── Textauszug

# Geschwindigkeit im Netzwerk



## Spacemonkey (5. Juni 2002)

Hi,

gibt es irgendein Programm mit dem man feststellen kann ob das Netzwerk richtig funktioniert?
Ich meine jetzt hauptsächlich die Geschwindigkeit.
Kann man das mit dem Ping-Befehl machen?
Wenn ja wie genau funktioniert das?
Ich kenne nur ping x.x.x.x
Oder fuktioniert das mit netstat?

Wie lange braucht ihr durchschnittlich für eine 600 MB-Große Datei um sie in einem 100Mbit-Netz von einem Rechner auf den anderen zu kopieren?


----------



## Dario Linsky (6. Juni 2002)

ein programm dafür kenn ich so zwar nicht. 
aber die geschwindigkeit kann man sich doch einfach ausrechnen. einfach mal was grosses übers netzwerk kopieren und über grösse und zeit die transferrate errechnen.

100mbit = 12,5mb
bei 600mb wären also 48 sekunden optimal. das kann aber abhängig von der netzlast auch mal ziemlich nach unten gehen.


----------



## Christoph (6. Juni 2002)

vielleicht hilft dir 

*tracert* xx.xx.x.xx

oder

nslookup

wobei der letztere es wohl nicht is!


----------



## Kaprolactam (6. Juni 2002)

ähm... nslookup ist dafür wohl irgendwie falsch. Zum einen ist es dafür gänzlich ungeeignet, zum anderen wird er kaum einen DNS-Server im LAN haben, als drittes wird er damit nicht umgehen können.

Und tracert wird auch nur soviel sagen können wie ping, weil mehr als zwei-drei Hops wird er in seinem LAN kaum haben.

Wenn er allerdings 2k oder XP installiert hat, dann kann er in der Ressourcenanzeige auch den Netzwerktraffic einblenden, wenn er dann was größeres kopiert kann er da die Übertragungsraten nachschauen.

────

Aufgabe 1 » Schreib die Forumsdiskussion zur Netzwerkgeschwindigkeit vollständig und ohne jede Änderung ab.
Die Datensätze stehen in keinem Zusammenhang mit der Forumsdiskussion zur Netzwerkgeschwindigkeit.

── Verfügbare Daten

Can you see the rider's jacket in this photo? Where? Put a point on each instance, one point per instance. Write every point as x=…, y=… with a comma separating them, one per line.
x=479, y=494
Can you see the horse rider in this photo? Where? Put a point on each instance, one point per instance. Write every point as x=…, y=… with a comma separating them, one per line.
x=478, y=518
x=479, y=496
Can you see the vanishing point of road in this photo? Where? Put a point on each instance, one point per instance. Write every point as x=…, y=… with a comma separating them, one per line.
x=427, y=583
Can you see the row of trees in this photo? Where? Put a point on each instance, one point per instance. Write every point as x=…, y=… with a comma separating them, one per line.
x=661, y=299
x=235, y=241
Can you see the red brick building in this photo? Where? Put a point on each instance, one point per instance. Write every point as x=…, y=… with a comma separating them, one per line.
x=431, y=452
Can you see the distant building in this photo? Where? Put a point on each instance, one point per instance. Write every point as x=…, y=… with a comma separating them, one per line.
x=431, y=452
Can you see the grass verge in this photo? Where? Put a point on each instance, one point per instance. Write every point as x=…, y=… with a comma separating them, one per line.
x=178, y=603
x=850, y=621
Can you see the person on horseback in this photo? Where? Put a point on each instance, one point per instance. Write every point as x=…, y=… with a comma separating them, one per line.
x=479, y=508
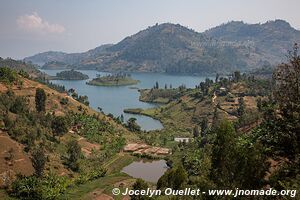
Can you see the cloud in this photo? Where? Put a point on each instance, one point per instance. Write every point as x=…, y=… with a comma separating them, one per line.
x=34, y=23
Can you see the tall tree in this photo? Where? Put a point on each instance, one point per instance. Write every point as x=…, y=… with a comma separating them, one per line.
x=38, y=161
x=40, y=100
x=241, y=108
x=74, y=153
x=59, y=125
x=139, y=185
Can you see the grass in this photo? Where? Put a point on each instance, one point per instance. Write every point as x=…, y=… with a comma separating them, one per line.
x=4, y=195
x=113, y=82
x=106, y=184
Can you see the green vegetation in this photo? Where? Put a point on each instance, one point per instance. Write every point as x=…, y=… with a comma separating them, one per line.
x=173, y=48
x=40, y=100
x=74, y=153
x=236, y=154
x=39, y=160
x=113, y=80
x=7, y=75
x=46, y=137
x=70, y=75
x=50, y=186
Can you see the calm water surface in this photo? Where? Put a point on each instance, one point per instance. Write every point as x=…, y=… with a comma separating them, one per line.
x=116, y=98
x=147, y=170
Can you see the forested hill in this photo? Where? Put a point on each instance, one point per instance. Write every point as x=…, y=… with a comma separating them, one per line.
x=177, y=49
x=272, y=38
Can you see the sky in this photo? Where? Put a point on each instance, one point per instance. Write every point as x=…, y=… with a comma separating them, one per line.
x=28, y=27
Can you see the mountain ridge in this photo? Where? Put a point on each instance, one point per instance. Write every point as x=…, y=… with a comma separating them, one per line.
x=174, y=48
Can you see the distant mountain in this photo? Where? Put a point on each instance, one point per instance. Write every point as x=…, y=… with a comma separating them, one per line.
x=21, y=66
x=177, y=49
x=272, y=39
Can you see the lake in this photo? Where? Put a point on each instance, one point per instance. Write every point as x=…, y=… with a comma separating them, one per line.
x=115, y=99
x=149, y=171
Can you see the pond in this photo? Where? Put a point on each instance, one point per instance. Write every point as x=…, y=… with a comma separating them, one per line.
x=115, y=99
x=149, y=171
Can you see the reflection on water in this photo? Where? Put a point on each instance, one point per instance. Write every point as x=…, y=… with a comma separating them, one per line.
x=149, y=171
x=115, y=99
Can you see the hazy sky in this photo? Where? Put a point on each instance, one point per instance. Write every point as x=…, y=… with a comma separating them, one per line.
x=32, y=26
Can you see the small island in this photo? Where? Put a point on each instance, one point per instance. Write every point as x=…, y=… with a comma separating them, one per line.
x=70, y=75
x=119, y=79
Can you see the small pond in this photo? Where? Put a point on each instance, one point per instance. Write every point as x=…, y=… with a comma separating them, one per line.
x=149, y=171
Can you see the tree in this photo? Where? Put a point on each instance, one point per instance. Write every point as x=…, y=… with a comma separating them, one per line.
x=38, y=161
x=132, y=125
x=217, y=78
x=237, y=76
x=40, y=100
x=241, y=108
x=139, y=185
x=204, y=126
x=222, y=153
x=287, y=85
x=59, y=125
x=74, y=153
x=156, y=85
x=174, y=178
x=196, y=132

────
── Verfügbare Daten

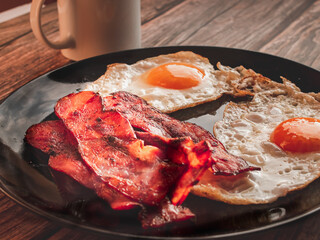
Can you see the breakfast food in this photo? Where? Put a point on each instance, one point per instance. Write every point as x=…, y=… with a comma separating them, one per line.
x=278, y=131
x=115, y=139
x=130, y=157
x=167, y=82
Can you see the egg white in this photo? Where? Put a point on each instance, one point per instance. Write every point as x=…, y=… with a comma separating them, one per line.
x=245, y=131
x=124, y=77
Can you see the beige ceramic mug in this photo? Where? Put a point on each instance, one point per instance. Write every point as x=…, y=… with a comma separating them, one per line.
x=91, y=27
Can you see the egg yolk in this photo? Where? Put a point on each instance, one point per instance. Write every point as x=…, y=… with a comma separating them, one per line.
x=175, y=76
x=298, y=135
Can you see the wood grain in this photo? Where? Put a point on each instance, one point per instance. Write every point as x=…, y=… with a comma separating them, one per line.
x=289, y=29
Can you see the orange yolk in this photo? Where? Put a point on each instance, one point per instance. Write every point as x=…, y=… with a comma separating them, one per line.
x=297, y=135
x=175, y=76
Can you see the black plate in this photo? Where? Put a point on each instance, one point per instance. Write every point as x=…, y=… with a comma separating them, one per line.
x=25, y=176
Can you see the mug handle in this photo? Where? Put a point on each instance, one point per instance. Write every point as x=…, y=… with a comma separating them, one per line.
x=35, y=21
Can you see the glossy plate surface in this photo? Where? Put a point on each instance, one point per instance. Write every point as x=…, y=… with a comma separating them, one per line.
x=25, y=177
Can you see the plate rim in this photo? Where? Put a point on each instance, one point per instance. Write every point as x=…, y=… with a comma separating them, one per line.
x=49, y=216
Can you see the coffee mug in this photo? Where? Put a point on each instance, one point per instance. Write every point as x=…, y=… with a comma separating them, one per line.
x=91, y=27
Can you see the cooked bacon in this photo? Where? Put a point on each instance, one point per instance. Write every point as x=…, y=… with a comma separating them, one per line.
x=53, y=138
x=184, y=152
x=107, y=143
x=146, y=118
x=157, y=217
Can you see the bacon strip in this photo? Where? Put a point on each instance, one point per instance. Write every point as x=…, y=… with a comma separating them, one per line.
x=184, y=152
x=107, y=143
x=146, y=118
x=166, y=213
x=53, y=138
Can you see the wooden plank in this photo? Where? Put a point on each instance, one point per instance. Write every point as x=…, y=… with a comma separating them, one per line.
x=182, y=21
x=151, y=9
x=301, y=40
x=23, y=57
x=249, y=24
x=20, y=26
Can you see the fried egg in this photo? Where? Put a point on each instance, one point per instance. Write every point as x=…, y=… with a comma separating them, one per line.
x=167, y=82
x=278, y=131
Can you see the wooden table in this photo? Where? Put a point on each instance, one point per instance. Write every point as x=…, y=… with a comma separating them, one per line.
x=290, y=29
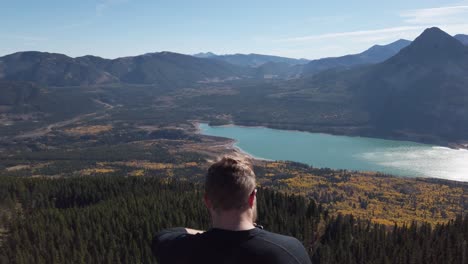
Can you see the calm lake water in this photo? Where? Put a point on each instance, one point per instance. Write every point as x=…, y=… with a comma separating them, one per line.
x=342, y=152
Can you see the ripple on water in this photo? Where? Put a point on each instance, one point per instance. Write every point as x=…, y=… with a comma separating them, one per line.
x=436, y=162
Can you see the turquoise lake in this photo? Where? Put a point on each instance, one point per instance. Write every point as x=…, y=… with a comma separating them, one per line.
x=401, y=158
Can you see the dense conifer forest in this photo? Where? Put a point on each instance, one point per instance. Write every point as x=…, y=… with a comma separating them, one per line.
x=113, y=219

────

Aufgabe 2 » Gib aus den Datensätzen diese Zeilen unverändert wieder: Beginne bei der Zeile mit „Can you see the rider's“ und hör nach der Zeile mit „x=479, y=494“ auf.

Richtige Antwort 1 »
# Geschwindigkeit im Netzwerk



## Spacemonkey (5. Juni 2002)

Hi,

gibt es irgendein Programm mit dem man feststellen kann ob das Netzwerk richtig funktioniert?
Ich meine jetzt hauptsächlich die Geschwindigkeit.
Kann man das mit dem Ping-Befehl machen?
Wenn ja wie genau funktioniert das?
Ich kenne nur ping x.x.x.x
Oder fuktioniert das mit netstat?

Wie lange braucht ihr durchschnittlich für eine 600 MB-Große Datei um sie in einem 100Mbit-Netz von einem Rechner auf den anderen zu kopieren?


----------



## Dario Linsky (6. Juni 2002)

ein programm dafür kenn ich so zwar nicht. 
aber die geschwindigkeit kann man sich doch einfach ausrechnen. einfach mal was grosses übers netzwerk kopieren und über grösse und zeit die transferrate errechnen.

100mbit = 12,5mb
bei 600mb wären also 48 sekunden optimal. das kann aber abhängig von der netzlast auch mal ziemlich nach unten gehen.


----------



## Christoph (6. Juni 2002)

vielleicht hilft dir 

*tracert* xx.xx.x.xx

oder

nslookup

wobei der letztere es wohl nicht is!


----------



## Kaprolactam (6. Juni 2002)

ähm... nslookup ist dafür wohl irgendwie falsch. Zum einen ist es dafür gänzlich ungeeignet, zum anderen wird er kaum einen DNS-Server im LAN haben, als drittes wird er damit nicht umgehen können.

Und tracert wird auch nur soviel sagen können wie ping, weil mehr als zwei-drei Hops wird er in seinem LAN kaum haben.

Wenn er allerdings 2k oder XP installiert hat, dann kann er in der Ressourcenanzeige auch den Netzwerktraffic einblenden, wenn er dann was größeres kopiert kann er da die Übertragungsraten nachschauen.

Richtige Antwort 2 »
Can you see the rider's jacket in this photo? Where? Put a point on each instance, one point per instance. Write every point as x=…, y=… with a comma separating them, one per line.
x=479, y=494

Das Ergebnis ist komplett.